[begin Material provided]

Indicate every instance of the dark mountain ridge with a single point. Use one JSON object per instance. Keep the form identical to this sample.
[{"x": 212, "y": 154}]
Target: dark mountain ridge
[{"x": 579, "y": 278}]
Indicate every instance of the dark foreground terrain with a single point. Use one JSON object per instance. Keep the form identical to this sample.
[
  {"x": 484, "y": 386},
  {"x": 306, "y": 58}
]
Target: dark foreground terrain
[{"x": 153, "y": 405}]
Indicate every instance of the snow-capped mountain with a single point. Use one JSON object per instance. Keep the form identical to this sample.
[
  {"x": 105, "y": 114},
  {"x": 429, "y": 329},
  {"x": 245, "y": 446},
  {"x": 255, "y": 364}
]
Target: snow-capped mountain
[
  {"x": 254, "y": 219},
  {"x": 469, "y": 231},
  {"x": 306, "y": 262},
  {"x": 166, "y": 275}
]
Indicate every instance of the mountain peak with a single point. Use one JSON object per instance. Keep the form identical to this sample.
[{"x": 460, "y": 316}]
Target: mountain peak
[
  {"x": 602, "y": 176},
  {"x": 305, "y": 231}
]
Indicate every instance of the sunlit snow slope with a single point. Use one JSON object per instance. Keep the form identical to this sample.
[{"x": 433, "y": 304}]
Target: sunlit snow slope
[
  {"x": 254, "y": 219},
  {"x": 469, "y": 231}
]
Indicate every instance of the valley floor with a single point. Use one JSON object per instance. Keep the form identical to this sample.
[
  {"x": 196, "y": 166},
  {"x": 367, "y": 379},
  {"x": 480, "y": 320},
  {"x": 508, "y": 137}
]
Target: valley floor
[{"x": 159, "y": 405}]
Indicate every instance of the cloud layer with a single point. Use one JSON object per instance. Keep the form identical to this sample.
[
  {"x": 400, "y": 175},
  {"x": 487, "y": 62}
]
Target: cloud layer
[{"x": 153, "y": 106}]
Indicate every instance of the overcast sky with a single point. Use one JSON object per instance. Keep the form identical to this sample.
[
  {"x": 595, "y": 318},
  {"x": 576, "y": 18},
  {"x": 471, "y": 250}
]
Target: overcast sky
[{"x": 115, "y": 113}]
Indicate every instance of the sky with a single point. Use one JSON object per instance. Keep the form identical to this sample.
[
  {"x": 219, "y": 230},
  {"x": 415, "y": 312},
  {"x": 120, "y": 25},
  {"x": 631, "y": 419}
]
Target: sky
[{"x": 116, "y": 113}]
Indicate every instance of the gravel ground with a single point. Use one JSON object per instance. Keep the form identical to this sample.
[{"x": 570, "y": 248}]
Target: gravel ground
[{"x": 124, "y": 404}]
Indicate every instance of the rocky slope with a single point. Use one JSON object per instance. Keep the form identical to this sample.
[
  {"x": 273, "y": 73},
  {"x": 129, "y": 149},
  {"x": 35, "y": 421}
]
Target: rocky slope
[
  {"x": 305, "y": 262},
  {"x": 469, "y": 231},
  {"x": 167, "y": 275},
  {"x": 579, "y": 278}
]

[end Material provided]
[begin Material provided]

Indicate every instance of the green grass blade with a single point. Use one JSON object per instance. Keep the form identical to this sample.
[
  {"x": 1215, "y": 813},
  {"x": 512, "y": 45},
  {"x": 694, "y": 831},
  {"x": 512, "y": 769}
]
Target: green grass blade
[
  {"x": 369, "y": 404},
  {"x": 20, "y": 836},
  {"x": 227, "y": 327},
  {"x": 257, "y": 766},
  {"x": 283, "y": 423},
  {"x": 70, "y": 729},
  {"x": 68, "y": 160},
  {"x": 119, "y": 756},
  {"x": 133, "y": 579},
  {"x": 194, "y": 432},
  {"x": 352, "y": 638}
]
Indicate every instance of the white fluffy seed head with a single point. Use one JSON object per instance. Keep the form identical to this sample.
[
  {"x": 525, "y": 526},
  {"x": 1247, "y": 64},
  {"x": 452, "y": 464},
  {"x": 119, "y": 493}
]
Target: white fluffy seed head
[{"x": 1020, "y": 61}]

[end Material provided]
[begin Material provided]

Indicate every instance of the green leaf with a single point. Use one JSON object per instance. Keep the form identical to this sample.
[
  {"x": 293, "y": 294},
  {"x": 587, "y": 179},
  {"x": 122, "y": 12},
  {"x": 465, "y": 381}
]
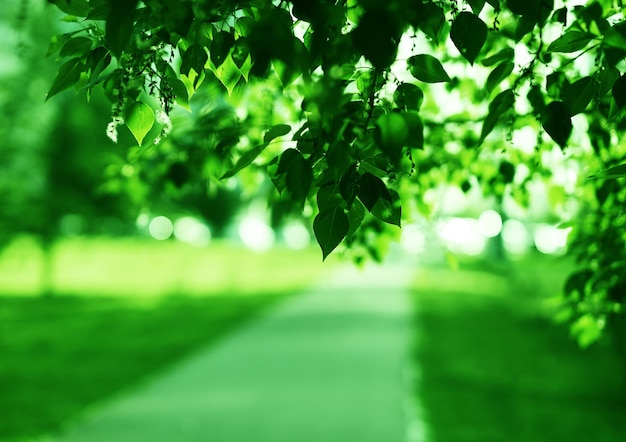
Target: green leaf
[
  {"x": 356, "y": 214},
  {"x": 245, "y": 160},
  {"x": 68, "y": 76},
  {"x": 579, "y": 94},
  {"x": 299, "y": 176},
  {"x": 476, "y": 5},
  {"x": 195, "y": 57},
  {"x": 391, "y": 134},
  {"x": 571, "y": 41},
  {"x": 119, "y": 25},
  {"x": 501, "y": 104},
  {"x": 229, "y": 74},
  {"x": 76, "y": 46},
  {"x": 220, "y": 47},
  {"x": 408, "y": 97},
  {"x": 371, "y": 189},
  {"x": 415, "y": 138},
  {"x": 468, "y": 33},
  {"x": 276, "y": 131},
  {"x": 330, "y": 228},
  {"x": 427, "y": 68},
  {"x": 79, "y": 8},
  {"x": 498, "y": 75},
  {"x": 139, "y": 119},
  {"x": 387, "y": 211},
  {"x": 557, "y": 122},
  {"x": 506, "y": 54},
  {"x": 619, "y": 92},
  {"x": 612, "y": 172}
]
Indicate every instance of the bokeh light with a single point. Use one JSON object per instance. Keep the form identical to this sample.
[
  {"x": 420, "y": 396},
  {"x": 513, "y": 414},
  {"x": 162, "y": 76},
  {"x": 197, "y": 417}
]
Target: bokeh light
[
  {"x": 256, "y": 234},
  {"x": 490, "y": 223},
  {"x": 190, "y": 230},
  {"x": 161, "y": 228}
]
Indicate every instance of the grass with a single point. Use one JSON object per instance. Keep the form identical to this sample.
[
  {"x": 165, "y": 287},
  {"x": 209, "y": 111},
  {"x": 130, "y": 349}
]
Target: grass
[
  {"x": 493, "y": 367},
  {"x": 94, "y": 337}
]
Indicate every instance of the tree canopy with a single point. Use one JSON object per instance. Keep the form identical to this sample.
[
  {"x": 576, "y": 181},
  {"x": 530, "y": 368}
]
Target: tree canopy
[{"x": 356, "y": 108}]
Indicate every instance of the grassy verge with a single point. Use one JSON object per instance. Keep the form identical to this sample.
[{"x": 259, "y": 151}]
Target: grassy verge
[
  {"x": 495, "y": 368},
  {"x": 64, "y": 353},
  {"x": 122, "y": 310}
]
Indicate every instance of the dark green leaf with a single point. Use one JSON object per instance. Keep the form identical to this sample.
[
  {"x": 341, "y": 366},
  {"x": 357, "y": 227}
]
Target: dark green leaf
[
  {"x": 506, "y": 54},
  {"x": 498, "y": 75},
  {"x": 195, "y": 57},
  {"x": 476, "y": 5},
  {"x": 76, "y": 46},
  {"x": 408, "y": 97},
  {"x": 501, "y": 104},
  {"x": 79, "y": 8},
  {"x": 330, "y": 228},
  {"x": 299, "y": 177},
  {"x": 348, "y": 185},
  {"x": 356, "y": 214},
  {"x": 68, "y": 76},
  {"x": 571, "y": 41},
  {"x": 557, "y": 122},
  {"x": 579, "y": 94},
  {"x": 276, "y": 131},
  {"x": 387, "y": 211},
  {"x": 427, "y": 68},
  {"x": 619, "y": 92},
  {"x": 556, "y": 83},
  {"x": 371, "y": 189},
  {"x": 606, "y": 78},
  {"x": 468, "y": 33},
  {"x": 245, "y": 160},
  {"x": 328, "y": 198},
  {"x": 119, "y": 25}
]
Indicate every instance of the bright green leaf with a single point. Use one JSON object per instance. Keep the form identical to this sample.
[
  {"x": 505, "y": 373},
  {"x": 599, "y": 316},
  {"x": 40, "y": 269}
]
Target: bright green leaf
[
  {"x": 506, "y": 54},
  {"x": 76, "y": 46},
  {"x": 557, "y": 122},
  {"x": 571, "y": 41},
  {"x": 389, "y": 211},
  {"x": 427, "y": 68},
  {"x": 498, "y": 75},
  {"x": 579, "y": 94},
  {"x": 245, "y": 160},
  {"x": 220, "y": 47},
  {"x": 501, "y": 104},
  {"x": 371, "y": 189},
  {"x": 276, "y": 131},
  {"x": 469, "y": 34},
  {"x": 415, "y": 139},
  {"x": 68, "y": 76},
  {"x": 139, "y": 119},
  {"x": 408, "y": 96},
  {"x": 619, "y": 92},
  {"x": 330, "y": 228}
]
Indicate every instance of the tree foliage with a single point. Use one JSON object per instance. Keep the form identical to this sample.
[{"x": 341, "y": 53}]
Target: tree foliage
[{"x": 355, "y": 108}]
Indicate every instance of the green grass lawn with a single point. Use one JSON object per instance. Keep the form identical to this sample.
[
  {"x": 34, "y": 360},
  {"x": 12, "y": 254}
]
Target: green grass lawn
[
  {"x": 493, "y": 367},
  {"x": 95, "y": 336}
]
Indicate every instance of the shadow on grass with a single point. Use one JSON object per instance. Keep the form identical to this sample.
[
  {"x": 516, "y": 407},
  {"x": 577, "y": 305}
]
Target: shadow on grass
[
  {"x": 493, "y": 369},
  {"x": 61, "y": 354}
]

[end Material provided]

Work to do -> Find each line in the listing above that contains the string "seed", treating uppercase and lowercase as different, and copy those lines out.

Written answer ->
Indicate every instance of the white fluffy seed head with a single point. Use one JSON object per instance. Keep the form identical to this sample.
Target: white fluffy seed head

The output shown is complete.